**Your objective**
Each line of the records is to be copied verbatim.

**Supplied data**
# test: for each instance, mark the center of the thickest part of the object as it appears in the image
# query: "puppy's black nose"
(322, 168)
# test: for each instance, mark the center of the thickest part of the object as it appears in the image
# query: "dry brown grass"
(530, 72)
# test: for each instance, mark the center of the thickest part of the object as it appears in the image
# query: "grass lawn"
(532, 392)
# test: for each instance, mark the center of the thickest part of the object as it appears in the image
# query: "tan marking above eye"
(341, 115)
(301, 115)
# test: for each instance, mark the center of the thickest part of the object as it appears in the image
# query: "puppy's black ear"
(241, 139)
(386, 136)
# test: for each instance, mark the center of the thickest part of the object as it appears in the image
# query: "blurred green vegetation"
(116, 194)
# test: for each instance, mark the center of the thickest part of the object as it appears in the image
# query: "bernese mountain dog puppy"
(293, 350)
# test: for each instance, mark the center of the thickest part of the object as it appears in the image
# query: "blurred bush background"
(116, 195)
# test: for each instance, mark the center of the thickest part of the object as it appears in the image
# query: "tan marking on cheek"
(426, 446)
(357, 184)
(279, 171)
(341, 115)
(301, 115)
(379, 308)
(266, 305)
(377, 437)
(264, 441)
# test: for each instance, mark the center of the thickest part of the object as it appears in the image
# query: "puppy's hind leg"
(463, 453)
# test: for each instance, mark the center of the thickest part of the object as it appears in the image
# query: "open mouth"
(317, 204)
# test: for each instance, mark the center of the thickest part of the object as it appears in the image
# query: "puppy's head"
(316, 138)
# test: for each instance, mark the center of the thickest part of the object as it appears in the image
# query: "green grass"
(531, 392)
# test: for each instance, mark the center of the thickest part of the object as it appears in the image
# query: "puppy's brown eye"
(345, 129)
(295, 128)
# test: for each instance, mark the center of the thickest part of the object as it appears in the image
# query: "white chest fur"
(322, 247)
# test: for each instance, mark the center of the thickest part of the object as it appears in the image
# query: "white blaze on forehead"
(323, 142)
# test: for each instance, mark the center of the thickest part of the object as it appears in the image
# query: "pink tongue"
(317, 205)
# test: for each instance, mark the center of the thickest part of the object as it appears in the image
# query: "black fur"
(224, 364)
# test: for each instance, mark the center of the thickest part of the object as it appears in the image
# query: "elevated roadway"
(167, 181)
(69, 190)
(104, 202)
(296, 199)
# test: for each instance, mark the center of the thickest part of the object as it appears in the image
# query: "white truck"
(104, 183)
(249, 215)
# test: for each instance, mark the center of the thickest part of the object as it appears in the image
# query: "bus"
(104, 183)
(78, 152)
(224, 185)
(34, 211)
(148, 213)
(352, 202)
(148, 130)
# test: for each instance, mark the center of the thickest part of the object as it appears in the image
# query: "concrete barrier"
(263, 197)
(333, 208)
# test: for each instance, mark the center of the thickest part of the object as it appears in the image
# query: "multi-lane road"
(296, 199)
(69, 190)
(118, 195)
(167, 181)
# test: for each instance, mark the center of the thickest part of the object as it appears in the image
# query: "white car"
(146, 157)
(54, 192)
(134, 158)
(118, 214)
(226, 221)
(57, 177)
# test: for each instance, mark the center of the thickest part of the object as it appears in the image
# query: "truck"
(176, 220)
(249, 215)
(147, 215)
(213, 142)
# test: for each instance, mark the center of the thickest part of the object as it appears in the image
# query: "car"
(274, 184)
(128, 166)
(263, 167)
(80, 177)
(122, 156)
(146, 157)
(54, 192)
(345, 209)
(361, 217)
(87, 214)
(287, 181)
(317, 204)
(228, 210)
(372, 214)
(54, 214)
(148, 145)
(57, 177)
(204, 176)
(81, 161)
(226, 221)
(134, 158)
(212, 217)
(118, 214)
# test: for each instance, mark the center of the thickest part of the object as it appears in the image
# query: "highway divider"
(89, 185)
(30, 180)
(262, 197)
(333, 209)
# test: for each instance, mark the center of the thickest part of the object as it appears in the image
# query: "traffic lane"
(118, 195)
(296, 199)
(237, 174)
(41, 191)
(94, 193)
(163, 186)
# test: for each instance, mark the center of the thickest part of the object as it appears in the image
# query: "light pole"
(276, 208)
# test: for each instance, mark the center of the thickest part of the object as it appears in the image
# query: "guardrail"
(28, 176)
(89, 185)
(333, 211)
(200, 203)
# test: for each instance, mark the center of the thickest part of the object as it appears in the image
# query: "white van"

**Exercise result**
# test: for each instance, mark the center of the thickest part of the object as it appears in the image
# query: "puppy's black nose"
(322, 168)
# test: for each instance, mark the center of the thickest part of the object as it appears in the image
# query: "dry brown grass"
(530, 72)
# test: for each instance, mark the center of the thickest part of the object as it appears in the image
# query: "grass lawn"
(532, 392)
# test: for each instance, mark the center of the thickest part of the object as it appears in the image
# query: "tan marking above eye"
(341, 115)
(301, 115)
# test: for each instance, mark the center of the thickest part of the object as it appears in the image
# query: "puppy's black ear"
(241, 139)
(386, 136)
# test: for each instance, mark the center of the thickest part of the object as it appears in the image
# query: "blurred green vegetation"
(116, 194)
# test: for each instance, mark the center of the thickest part of the object as it appears in the image
# query: "bernese mountain dog puppy"
(293, 350)
# test: for each instance, mark the center of the thickest part of the object as it appears in the image
# query: "blurred bush background"
(116, 195)
# test: for each instance, mark the center of the thickest part of the object as it appears in the image
# query: "tan marking on cheek"
(426, 446)
(357, 184)
(279, 171)
(341, 115)
(301, 115)
(379, 308)
(266, 305)
(377, 437)
(264, 441)
# test: for each instance, mark the center of the thickest part of the object as it appears in the image
# query: "puppy's hind leg"
(463, 453)
# test: for each instance, mark the center of the thickest part of the object as it appears in the image
# query: "open mouth"
(317, 204)
# test: for each instance, mark the center of the thickest part of the object as it appears in the image
# query: "puppy's head"
(316, 138)
# test: for each instance, mark the center of the thickest part of the object as it appears in the image
# query: "green grass"
(531, 392)
# test: for each instance, mark the center of the thickest part of the object as it appears in the image
# query: "puppy's brown eye"
(345, 129)
(295, 128)
# test: for each instance, mark the center of the thickest part of the object as it appears in the image
# query: "white chest fur"
(322, 247)
# test: for each instance, mark the center of the thickest part of the object as it appears in the image
# query: "white blaze on forehead"
(323, 142)
# test: for each instance, mark the center of the thickest part of the object as it appears in the image
# query: "pink tongue"
(317, 205)
# test: for each instance, mark the center of the thickest part of the object as it appears in the image
# query: "black fur"
(224, 364)
# test: for each instance, mark the center of the thickest part of the object as it appears in the image
# query: "elevated roadway"
(167, 181)
(69, 190)
(104, 202)
(296, 199)
# test: for each instance, mark the center of the thickest part of the object as it appears in the image
# query: "white truck"
(104, 183)
(249, 215)
# test: for each instance, mark the center of the thickest part of the object as it appears in the image
# query: "bus"
(104, 183)
(78, 152)
(224, 185)
(34, 211)
(148, 213)
(352, 202)
(148, 130)
# test: for each instance, mark the center of the thickest part of the object as it appears in the image
# query: "concrete barrier"
(263, 197)
(333, 208)
# test: for each instance, mark the center of the thickest part of the object as it appears in the image
# query: "multi-lane road"
(296, 199)
(69, 190)
(118, 195)
(167, 181)
# test: for each instance, mark the center of the thickest part of the object as it appears in the image
# query: "white car"
(146, 157)
(54, 192)
(134, 158)
(118, 214)
(226, 221)
(57, 177)
# test: for each instance, mark the center of the thickest part of the object as it appears in the image
# query: "truck"
(176, 220)
(249, 215)
(147, 215)
(213, 142)
# test: for each instance, mark the center of the thickest part of the object as it appears in the image
# query: "car"
(274, 184)
(128, 166)
(263, 167)
(80, 177)
(122, 156)
(146, 157)
(54, 192)
(345, 209)
(361, 217)
(87, 214)
(287, 181)
(317, 204)
(228, 210)
(372, 214)
(54, 214)
(148, 145)
(57, 177)
(204, 176)
(81, 161)
(226, 221)
(134, 158)
(212, 217)
(118, 214)
# test: for each instance, mark the center of the thickest part of the object as it appears in the image
# query: "highway divider"
(89, 185)
(30, 180)
(262, 197)
(333, 209)
# test: for each instance, mark the center of the thickest part of the object as it appears in the image
# query: "traffic lane"
(118, 195)
(296, 199)
(237, 174)
(41, 191)
(94, 193)
(163, 186)
# test: for each instance, mark the center of the thickest part of the object as it appears in the image
# query: "light pole"
(276, 208)
# test: for each instance, mark the center of the thickest part of the object as it appears in the image
# query: "guardrail"
(28, 176)
(89, 185)
(333, 211)
(200, 203)
# test: for each instance, mark the center of the thickest part of the object as it appears in the image
# query: "white van"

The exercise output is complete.